[Collection entries]
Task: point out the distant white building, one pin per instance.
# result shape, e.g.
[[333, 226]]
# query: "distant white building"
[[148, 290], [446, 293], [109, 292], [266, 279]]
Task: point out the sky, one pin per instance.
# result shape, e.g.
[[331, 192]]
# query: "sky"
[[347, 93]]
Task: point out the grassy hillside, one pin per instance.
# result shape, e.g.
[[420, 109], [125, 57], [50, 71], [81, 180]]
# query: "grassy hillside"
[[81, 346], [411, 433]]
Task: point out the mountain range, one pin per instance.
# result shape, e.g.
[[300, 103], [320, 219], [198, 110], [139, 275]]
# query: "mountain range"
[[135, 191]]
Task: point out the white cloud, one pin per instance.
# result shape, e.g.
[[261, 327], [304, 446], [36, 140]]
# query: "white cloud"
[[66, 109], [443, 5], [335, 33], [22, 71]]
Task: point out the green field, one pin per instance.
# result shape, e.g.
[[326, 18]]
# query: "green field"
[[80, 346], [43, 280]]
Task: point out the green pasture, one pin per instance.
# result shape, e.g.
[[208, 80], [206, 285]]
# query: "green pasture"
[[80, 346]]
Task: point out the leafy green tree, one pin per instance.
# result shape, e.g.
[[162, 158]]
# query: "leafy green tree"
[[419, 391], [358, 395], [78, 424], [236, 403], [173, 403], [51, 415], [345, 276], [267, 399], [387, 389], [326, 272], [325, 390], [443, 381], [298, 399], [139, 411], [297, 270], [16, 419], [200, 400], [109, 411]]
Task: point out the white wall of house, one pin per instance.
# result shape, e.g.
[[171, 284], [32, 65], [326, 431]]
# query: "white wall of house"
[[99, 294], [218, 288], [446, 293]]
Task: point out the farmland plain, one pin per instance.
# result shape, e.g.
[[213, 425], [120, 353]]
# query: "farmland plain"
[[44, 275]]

PROBLEM ▸
Retype the stretch of entries from the very beginning through the line that contains "400], [109, 411]]", keeping every character of each line unchanged.

THE SOLUTION ▸
Task: point out the distant white building, one pin per instance.
# result shape, e.g.
[[333, 226]]
# query: "distant white building"
[[148, 290], [446, 293], [109, 292], [266, 279]]
Task: point out the sky, one pin per instance.
# result shape, e.g.
[[331, 192]]
# query: "sky"
[[347, 93]]
Task: point out the grassy hillside, one pin per instance.
# result shape, e.g.
[[420, 109], [125, 57], [50, 71], [81, 180]]
# query: "grassy hillside"
[[81, 346], [411, 433]]
Task: point out the mountain range, one pin per instance.
# result shape, e.g.
[[300, 103], [320, 219], [198, 110], [139, 275]]
# query: "mountain range"
[[135, 191]]
Task: point out the white cloud, one pin per instance.
# result shape, e.g.
[[261, 327], [304, 446], [36, 140]]
# query: "white cloud"
[[66, 109], [443, 5], [335, 33], [22, 71]]
Task: point out the green field, one pin per instance.
# result shape, e.g.
[[326, 18]]
# query: "green field"
[[80, 346], [43, 280]]
Task: point out the green pasture, one pin per instance.
# result shape, e.g.
[[208, 80], [206, 285]]
# query: "green pasture"
[[80, 346]]
Task: point out the leafy green tree, one pin per instance.
# result shape, e.g.
[[162, 158]]
# query: "leafy green tree"
[[419, 391], [358, 395], [78, 424], [236, 403], [173, 403], [51, 415], [345, 276], [267, 399], [387, 389], [326, 272], [325, 390], [443, 381], [298, 399], [139, 411], [297, 270], [16, 419], [200, 400], [109, 411]]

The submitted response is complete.